Exercise goal
Below are records; copy exactly the line containing "can you find the pale" and every line after it, through the last.

Source data
*** Begin section ***
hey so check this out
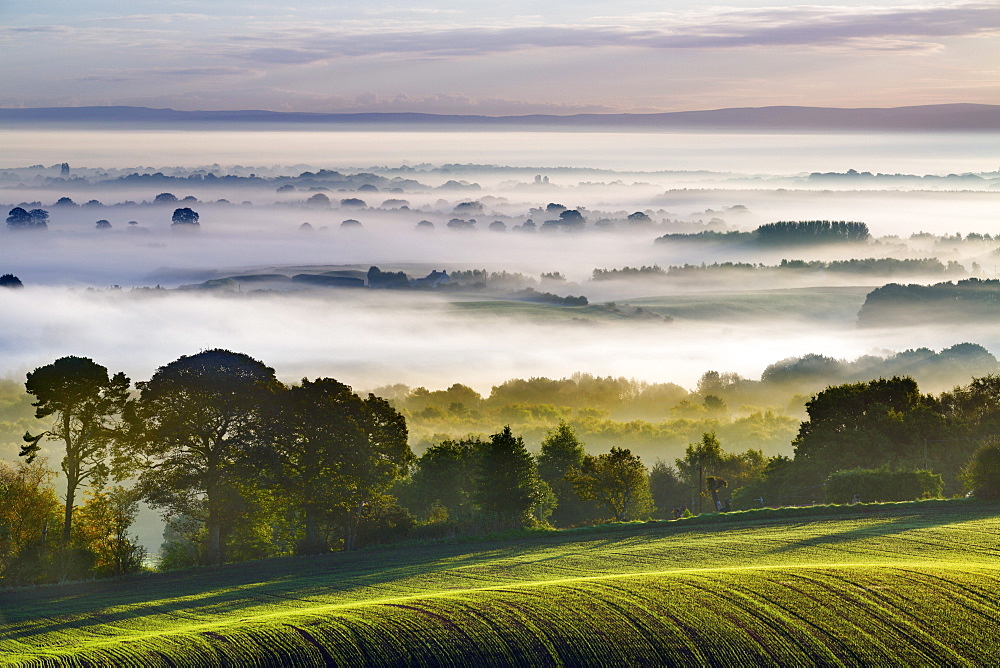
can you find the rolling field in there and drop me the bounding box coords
[3,501,1000,666]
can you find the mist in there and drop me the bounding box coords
[1,129,999,398]
[1,286,997,397]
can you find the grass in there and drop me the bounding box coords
[626,287,869,322]
[447,287,868,325]
[3,501,1000,665]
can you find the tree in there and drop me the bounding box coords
[7,207,48,230]
[306,193,331,207]
[676,432,767,512]
[130,349,282,565]
[536,422,594,527]
[792,376,945,487]
[154,193,178,204]
[28,209,49,228]
[568,447,653,521]
[397,438,482,526]
[73,486,146,577]
[22,357,131,547]
[474,427,542,530]
[171,207,199,228]
[0,460,61,586]
[0,274,23,288]
[277,378,413,553]
[706,476,728,511]
[649,460,687,518]
[963,439,1000,500]
[6,207,30,229]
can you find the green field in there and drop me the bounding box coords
[626,287,870,322]
[447,287,869,325]
[3,501,1000,666]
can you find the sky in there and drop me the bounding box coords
[0,1,998,114]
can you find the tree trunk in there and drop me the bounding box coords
[206,489,222,566]
[62,412,76,546]
[344,505,359,552]
[303,505,323,554]
[63,478,76,545]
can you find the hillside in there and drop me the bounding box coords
[3,501,1000,665]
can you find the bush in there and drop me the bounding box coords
[963,440,1000,500]
[825,467,943,504]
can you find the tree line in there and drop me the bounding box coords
[3,350,999,587]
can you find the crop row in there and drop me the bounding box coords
[5,564,1000,666]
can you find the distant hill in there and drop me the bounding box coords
[1,103,997,131]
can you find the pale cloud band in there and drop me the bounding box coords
[1,1,997,112]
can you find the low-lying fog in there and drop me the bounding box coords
[1,287,998,397]
[3,129,998,174]
[1,129,998,392]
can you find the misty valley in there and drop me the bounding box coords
[3,132,1000,665]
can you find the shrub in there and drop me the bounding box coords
[963,440,1000,500]
[825,467,943,504]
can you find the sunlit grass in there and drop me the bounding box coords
[3,501,999,665]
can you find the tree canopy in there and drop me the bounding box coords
[22,356,130,547]
[131,349,281,565]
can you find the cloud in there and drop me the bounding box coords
[227,3,1000,64]
[80,66,262,83]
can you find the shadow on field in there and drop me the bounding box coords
[3,503,996,641]
[764,510,966,555]
[0,535,621,637]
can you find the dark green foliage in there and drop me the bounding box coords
[825,467,943,504]
[0,274,23,288]
[942,375,1000,452]
[353,495,416,548]
[648,460,687,518]
[170,207,199,226]
[536,423,597,526]
[755,220,869,244]
[397,428,544,533]
[6,207,48,230]
[23,357,131,546]
[567,447,653,521]
[131,349,282,565]
[963,440,1000,499]
[675,433,766,514]
[859,279,1000,326]
[512,287,588,306]
[277,377,413,553]
[474,427,543,530]
[731,455,802,508]
[367,266,410,289]
[396,438,483,527]
[592,265,665,280]
[792,376,947,487]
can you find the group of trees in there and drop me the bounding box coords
[4,206,199,233]
[858,279,1000,326]
[735,375,1000,506]
[395,422,657,531]
[656,221,871,245]
[5,349,1000,587]
[2,350,413,585]
[6,207,48,230]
*** End section ***
Result for this exercise
can you find the pale cloud band in there and drop me the bounding box coords
[1,1,997,112]
can you find the low-lying fog in there and drop me the bounding box coords
[1,287,998,397]
[3,129,998,174]
[1,129,998,392]
can you find the misty valley in there and drop me the bounding box coords
[3,132,1000,665]
can you find the shrub in there and drop me the bounding box coords
[963,440,1000,500]
[825,467,943,504]
can you find the sunlit grass in there and drop me the bounding box coords
[3,501,999,665]
can you find the tree canopy in there and drop me the bounding box coords
[22,356,130,547]
[131,349,281,565]
can you find the cloud in there and drop me the bounding box coords
[227,3,1000,64]
[80,66,262,83]
can you find the shadow on field in there and drop me the bounding box coords
[3,503,996,641]
[764,510,966,555]
[0,535,621,637]
can you find the dark green foliage in there and drop me the bounding box coords
[825,467,943,504]
[0,274,23,288]
[942,375,1000,452]
[353,495,416,548]
[648,460,687,518]
[170,207,199,226]
[536,423,597,526]
[755,220,869,244]
[397,428,544,533]
[6,207,48,230]
[23,357,131,546]
[567,447,653,521]
[131,349,282,565]
[963,440,1000,499]
[675,433,766,514]
[859,279,1000,326]
[512,287,588,306]
[277,377,413,553]
[474,427,543,530]
[731,455,802,508]
[367,266,410,289]
[396,438,483,527]
[592,265,665,280]
[792,376,947,487]
can you find the group of trees in there and drop me the bounding box coords
[4,206,199,233]
[858,279,1000,326]
[735,375,1000,506]
[395,422,657,531]
[656,221,871,245]
[5,349,1000,587]
[2,350,413,585]
[6,207,48,230]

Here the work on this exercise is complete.